- Opening Delimiter -

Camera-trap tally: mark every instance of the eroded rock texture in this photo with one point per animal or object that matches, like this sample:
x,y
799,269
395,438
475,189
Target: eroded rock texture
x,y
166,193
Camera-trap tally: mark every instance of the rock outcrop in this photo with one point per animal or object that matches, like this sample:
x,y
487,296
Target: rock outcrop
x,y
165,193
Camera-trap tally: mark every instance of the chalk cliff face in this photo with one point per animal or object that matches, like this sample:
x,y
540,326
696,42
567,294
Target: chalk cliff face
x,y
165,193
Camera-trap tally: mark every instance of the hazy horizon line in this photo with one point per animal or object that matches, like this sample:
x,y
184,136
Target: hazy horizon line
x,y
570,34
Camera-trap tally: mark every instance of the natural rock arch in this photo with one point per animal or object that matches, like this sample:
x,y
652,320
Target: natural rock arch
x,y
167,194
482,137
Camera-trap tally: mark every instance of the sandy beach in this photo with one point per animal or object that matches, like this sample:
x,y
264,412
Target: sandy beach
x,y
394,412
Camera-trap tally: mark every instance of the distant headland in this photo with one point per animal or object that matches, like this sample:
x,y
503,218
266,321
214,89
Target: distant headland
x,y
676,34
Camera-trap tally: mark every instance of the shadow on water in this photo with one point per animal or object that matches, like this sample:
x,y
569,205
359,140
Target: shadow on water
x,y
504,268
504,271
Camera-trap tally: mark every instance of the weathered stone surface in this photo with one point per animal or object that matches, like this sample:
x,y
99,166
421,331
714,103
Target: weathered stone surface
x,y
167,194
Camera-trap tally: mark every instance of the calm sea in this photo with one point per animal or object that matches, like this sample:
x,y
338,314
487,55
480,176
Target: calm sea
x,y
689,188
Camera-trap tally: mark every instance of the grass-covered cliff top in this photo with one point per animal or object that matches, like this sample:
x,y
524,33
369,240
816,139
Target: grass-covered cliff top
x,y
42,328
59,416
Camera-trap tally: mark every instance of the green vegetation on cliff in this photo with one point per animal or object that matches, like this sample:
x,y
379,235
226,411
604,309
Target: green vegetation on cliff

- Closing Delimiter -

**Required action**:
For each line in the entries that contains the string "this", make a copy.

**Response**:
Camera-trap tally: mark every instance of the eroded rock texture in this photo with one point per animal or object that matches, like this sample:
Camera-trap tally: mark every instance of the rock outcrop in this photo with one point per animal or object that matches, like this sample:
Camera-trap tally: mark every instance of the chalk cliff face in this photo with one point per animal or object that matches, like this sample:
Camera-trap tally: mark every instance of the hazy horizon line in this photo with one point per animal or object that matches, like this sample:
Camera-trap tally: mark every instance of the natural rock arch in this photo with one point per animal or object that matches, like this sample:
Camera-trap tally: mark every instance of the sandy beach in this photo with one point per animal or object that matches, like this sample:
Camera-trap tally: mark every instance of the distant headland in this photo with one point per animal or object that matches, like this sample:
Camera-trap tally: mark every instance of the shadow on water in this photo with one point per animal or object that matches, like this sample:
Camera-trap tally: mark every instance of the weathered stone surface in this photo with one point per animal or object that matches, like this sample:
Camera-trap tally: mark every instance of the calm sea in this photo with one point per animal or object that matches, like this sample:
Camera-trap tally: mark every instance of the grass-covered cliff top in this photo with one point per animal or object that matches, like this sample:
Camera-trap tally: mark every instance of the green vegetation on cliff in this photo with one point per animal or object that matches, like this sample:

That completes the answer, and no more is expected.